Written instruction
Rename "spoon handle" to "spoon grip" in the entries. Start with the line containing "Look at this image and locate every instance of wood grain" and go on through the line containing "xmin=689 ymin=0 xmax=892 ymax=64", then give those lines again with everything else unchanged.

Photo labels with bounding boxes
○ ○ ○ ○

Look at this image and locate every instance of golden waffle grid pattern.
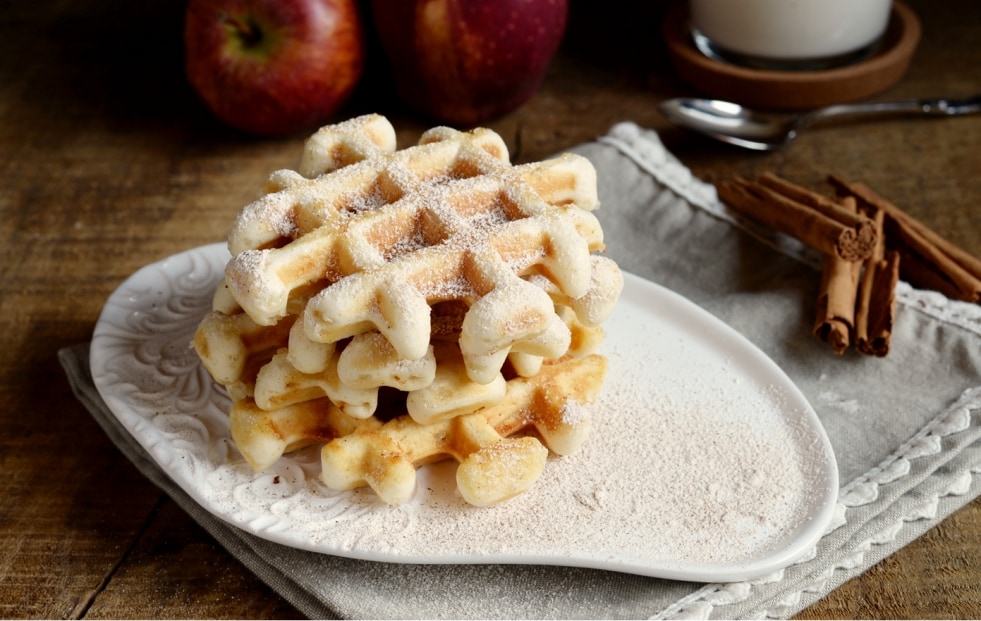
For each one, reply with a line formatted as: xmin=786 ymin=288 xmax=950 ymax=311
xmin=194 ymin=115 xmax=623 ymax=504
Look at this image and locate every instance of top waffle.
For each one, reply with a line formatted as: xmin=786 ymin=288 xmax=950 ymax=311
xmin=226 ymin=115 xmax=622 ymax=384
xmin=194 ymin=115 xmax=623 ymax=505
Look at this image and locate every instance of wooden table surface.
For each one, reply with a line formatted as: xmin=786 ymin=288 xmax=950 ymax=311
xmin=0 ymin=0 xmax=981 ymax=618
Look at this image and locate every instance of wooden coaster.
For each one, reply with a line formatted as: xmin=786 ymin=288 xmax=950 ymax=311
xmin=663 ymin=1 xmax=921 ymax=110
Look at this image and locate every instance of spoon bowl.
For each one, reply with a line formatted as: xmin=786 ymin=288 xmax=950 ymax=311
xmin=658 ymin=95 xmax=981 ymax=151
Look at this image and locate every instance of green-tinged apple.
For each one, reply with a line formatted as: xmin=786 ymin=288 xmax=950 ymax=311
xmin=371 ymin=0 xmax=569 ymax=126
xmin=184 ymin=0 xmax=365 ymax=136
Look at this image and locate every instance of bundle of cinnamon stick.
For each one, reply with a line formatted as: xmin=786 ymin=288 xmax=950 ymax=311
xmin=716 ymin=173 xmax=981 ymax=357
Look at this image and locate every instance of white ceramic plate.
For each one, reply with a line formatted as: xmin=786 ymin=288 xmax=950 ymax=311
xmin=91 ymin=244 xmax=838 ymax=581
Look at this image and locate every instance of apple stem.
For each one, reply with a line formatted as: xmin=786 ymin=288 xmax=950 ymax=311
xmin=219 ymin=13 xmax=262 ymax=48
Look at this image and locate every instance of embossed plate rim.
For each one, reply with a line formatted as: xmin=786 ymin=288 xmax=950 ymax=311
xmin=91 ymin=243 xmax=837 ymax=581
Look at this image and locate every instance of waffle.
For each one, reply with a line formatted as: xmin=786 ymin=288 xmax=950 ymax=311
xmin=230 ymin=354 xmax=606 ymax=506
xmin=226 ymin=116 xmax=620 ymax=383
xmin=193 ymin=115 xmax=623 ymax=504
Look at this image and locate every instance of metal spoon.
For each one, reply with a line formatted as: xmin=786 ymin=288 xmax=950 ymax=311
xmin=658 ymin=95 xmax=981 ymax=151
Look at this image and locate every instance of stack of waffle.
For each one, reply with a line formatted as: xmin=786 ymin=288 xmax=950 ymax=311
xmin=194 ymin=115 xmax=623 ymax=506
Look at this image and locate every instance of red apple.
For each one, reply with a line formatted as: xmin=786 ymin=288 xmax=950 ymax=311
xmin=184 ymin=0 xmax=364 ymax=136
xmin=371 ymin=0 xmax=568 ymax=125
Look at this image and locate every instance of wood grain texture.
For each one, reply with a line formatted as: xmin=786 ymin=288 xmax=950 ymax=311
xmin=0 ymin=0 xmax=981 ymax=619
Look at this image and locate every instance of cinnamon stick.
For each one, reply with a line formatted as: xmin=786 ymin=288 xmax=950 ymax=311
xmin=828 ymin=175 xmax=981 ymax=302
xmin=846 ymin=206 xmax=900 ymax=358
xmin=814 ymin=199 xmax=862 ymax=356
xmin=716 ymin=178 xmax=875 ymax=261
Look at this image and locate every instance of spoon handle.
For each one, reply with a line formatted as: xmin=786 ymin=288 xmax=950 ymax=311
xmin=806 ymin=95 xmax=981 ymax=122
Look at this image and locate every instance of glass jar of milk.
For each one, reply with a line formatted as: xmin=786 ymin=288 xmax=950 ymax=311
xmin=689 ymin=0 xmax=892 ymax=70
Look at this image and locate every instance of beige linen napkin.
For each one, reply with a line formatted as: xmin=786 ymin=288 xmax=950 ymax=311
xmin=60 ymin=123 xmax=981 ymax=618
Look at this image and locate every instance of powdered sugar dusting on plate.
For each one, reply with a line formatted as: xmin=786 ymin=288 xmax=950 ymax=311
xmin=92 ymin=245 xmax=837 ymax=581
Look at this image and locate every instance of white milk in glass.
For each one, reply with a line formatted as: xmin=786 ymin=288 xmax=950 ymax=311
xmin=689 ymin=0 xmax=892 ymax=64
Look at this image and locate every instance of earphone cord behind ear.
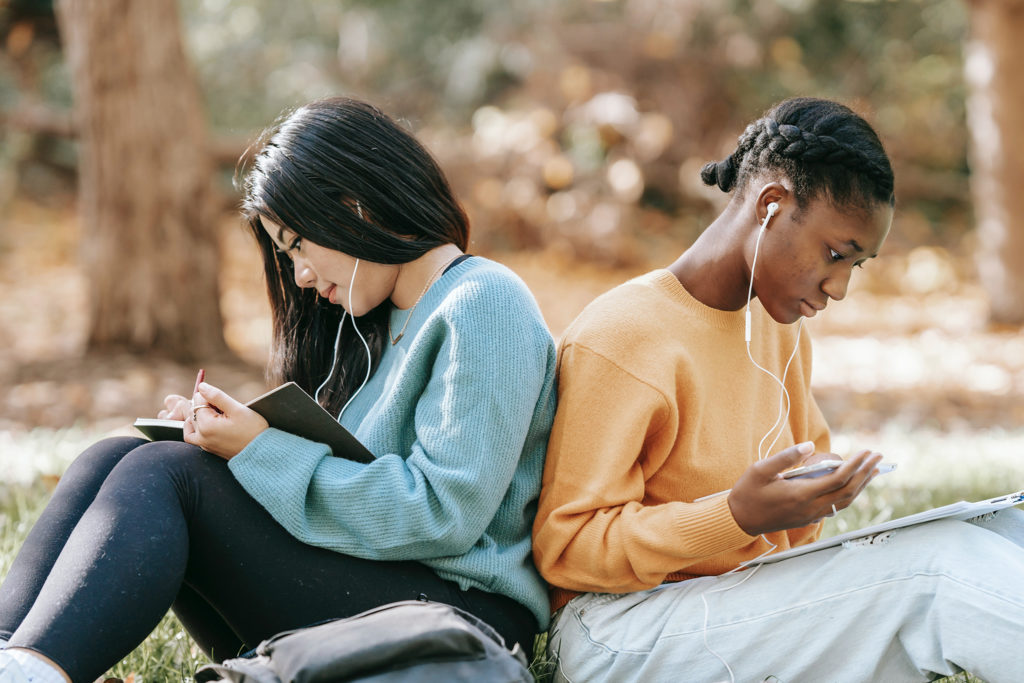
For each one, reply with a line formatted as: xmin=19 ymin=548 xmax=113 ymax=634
xmin=700 ymin=205 xmax=804 ymax=683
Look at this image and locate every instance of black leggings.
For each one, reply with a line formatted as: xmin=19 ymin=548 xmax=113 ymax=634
xmin=0 ymin=437 xmax=537 ymax=682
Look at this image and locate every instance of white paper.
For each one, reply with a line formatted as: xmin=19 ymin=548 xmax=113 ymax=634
xmin=740 ymin=490 xmax=1024 ymax=567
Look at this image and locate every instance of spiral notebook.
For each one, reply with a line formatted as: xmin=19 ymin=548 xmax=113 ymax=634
xmin=740 ymin=490 xmax=1024 ymax=567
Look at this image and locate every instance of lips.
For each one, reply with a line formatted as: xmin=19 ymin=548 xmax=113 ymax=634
xmin=800 ymin=299 xmax=825 ymax=317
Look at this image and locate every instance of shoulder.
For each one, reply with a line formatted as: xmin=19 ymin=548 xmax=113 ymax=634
xmin=421 ymin=256 xmax=554 ymax=355
xmin=561 ymin=270 xmax=678 ymax=355
xmin=437 ymin=256 xmax=550 ymax=327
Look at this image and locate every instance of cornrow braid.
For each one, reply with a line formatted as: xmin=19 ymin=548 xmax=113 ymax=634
xmin=700 ymin=97 xmax=893 ymax=206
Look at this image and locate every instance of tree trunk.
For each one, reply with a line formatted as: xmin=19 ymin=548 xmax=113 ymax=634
xmin=57 ymin=0 xmax=227 ymax=360
xmin=965 ymin=0 xmax=1024 ymax=325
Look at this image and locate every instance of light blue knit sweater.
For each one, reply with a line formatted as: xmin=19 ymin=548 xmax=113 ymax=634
xmin=228 ymin=256 xmax=555 ymax=629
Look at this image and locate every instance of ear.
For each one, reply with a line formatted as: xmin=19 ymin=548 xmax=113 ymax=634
xmin=754 ymin=182 xmax=794 ymax=229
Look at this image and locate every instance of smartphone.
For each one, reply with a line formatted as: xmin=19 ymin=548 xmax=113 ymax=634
xmin=782 ymin=460 xmax=896 ymax=479
xmin=782 ymin=460 xmax=843 ymax=479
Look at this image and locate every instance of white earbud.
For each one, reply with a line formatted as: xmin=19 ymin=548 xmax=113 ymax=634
xmin=761 ymin=202 xmax=778 ymax=230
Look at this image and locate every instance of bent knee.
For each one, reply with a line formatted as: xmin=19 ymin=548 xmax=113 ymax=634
xmin=111 ymin=441 xmax=219 ymax=481
xmin=61 ymin=436 xmax=148 ymax=481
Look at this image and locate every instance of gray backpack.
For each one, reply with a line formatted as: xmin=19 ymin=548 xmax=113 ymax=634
xmin=196 ymin=600 xmax=534 ymax=683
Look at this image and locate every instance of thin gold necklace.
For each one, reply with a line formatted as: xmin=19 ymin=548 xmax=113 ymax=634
xmin=387 ymin=254 xmax=462 ymax=346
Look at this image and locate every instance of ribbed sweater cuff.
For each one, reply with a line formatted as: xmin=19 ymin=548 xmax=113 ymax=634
xmin=676 ymin=496 xmax=757 ymax=557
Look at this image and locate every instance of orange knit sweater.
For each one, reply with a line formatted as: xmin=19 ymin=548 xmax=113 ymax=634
xmin=534 ymin=270 xmax=829 ymax=610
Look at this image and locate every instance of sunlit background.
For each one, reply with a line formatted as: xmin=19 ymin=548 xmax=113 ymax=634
xmin=0 ymin=0 xmax=1024 ymax=540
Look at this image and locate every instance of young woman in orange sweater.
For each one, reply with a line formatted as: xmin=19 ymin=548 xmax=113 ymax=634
xmin=534 ymin=98 xmax=1024 ymax=682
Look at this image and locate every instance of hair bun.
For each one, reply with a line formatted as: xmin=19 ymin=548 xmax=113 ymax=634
xmin=700 ymin=157 xmax=736 ymax=193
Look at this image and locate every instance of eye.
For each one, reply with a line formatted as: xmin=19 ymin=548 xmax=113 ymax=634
xmin=276 ymin=237 xmax=302 ymax=258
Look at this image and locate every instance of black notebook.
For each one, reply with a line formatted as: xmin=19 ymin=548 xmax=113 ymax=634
xmin=134 ymin=382 xmax=374 ymax=463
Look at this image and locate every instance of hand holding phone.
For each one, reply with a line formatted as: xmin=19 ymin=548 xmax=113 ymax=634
xmin=782 ymin=460 xmax=896 ymax=479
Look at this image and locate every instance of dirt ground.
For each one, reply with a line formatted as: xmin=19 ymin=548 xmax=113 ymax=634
xmin=0 ymin=204 xmax=1024 ymax=440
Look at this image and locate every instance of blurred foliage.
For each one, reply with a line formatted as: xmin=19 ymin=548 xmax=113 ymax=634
xmin=0 ymin=0 xmax=970 ymax=265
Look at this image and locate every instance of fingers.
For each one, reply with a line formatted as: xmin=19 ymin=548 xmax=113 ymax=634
xmin=758 ymin=441 xmax=814 ymax=477
xmin=193 ymin=382 xmax=244 ymax=415
xmin=157 ymin=393 xmax=188 ymax=420
xmin=818 ymin=451 xmax=882 ymax=517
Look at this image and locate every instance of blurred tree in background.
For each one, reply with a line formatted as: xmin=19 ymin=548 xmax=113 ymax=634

○ ○ ○ ○

Answer to this exercise
Look at this image and locate every instance of wood grain texture.
For each one, reply with a line formatted as: xmin=786 ymin=288 xmax=950 ymax=311
xmin=0 ymin=0 xmax=981 ymax=619
Look at this image and locate every instance of cinnamon stick.
For each one, reply with a line formatted as: xmin=786 ymin=288 xmax=950 ymax=311
xmin=828 ymin=175 xmax=981 ymax=302
xmin=846 ymin=206 xmax=900 ymax=358
xmin=814 ymin=199 xmax=862 ymax=356
xmin=716 ymin=178 xmax=875 ymax=261
Look at this image and locate every instance of spoon grip.
For each one, reply with a line formatted as: xmin=786 ymin=288 xmax=950 ymax=311
xmin=806 ymin=95 xmax=981 ymax=122
Look at this image and locate every instance of glass jar of milk.
For each one, reply with a line formatted as: xmin=786 ymin=288 xmax=950 ymax=311
xmin=689 ymin=0 xmax=892 ymax=70
Look at this image and locate every instance of beige linen napkin.
For each one, reply with a line formatted as: xmin=786 ymin=288 xmax=950 ymax=311
xmin=60 ymin=123 xmax=981 ymax=618
Look at this image and locate every instance of powdered sugar dusting on plate.
For each one, reply with a line formatted as: xmin=786 ymin=288 xmax=950 ymax=311
xmin=92 ymin=245 xmax=837 ymax=581
Look at this image and locate every instance of white milk in glass.
For each one, reply with a line formatted as: xmin=786 ymin=288 xmax=950 ymax=311
xmin=689 ymin=0 xmax=892 ymax=64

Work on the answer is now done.